_EXTRAHIERTER TEXT_
# An/Aus button für Musik



## Pc-Drifter1 (22. April 2005)

Hallo,
ich habe folgendes Script, um eine Hintergrundmusik auf einer HTML-Seite an bzw. aus zu schalten. Statt der Button (value) möchte ich durch zwei Grafiken den An bzw Aus Zustand anzeigen lassen. Aber irgendwie bekomme ich das nicht hin.
Würde mich über Hilfe sehr freuen
Vielen Dank schon mal
Pc-Drifter1


<script language="JavaScript"><!--
function musicOff() {
document.midi.stop()
}
function musicOn() {
document.midi.play()
}
function changeButton() {
if (document.onoff.B1.value=='Turn music off') {
document.onoff.B1.value='Turn music on';
musicOff()
}
else {
document.onoff.B1.value='Turn music off';
musicOn()
  }
}
//--></script>


<embed name="midi" src="back.mp3" width="128" height="128" hidden>
<p>
<form name="onoff"
<p><input type="button" value="Turn music off" name="B1" onClick="changeButton()" style="color: #FFFFFF; background-color: #6699FF; font-family: Tahoma; font-size: 10pt">
</form>


----------



## birnkammer (22. April 2005)

_PFLICHTAUFGABE A_
Skaliere in den Zeilen weiter unten, beginnend mit der Zeile, die „each like [232,16].“ enthält, und endend mit der letzten Zeile, alle Koordinaten in den Antworten mit dem Faktor 1,8 und runde auf ganze Zahlen, wobei halbe aufgerundet werden. Gib genau diese Zeilen samt Anweisungen wieder und lass die Formatbeispiele in den Anweisungen unverändert.

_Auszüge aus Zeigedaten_
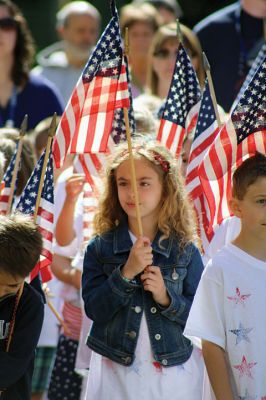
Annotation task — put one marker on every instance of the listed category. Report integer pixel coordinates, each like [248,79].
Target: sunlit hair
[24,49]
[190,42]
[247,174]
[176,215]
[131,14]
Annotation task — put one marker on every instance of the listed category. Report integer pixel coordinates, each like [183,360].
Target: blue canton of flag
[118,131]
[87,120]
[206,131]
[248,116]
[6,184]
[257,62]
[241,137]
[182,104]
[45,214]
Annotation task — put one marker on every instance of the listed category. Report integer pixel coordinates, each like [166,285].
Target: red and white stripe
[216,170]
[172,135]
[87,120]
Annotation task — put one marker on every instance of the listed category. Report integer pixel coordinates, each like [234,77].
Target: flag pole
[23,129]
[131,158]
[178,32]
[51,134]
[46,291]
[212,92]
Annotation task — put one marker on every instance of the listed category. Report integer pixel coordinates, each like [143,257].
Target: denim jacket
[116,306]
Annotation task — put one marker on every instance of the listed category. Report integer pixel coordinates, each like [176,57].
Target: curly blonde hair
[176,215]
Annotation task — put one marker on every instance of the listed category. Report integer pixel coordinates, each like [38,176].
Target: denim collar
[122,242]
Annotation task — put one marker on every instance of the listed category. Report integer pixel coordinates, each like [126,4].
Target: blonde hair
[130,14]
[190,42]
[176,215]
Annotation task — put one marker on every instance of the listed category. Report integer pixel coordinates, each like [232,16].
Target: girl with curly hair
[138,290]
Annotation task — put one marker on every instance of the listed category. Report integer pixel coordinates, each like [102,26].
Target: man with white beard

_PFLICHTAUFGABE B_
Beantworte zum Forumsthread über den An/Aus-Button:
(i) Was möchte Pc-Drifter1 statt der Buttons verwenden, um den An- bzw. Aus-Zustand anzuzeigen?
(ii) Welche Datei ist im embed-Tag als Quelle angegeben?
(iii) Welche Hintergrundfarbe hat der Button laut style-Attribut?

_ANTWORT A_
Annotation task — put one marker on every instance of the listed category. Report integer pixel coordinates, each like [232,16].
Target: girl with curly hair
[248,522]
Annotation task — put one marker on every instance of the listed category. Report integer pixel coordinates, each like [102,26].
Target: man with white beard

_ANTWORT B_
(i) Zwei Grafiken
(ii) back.mp3
(iii) #6699FF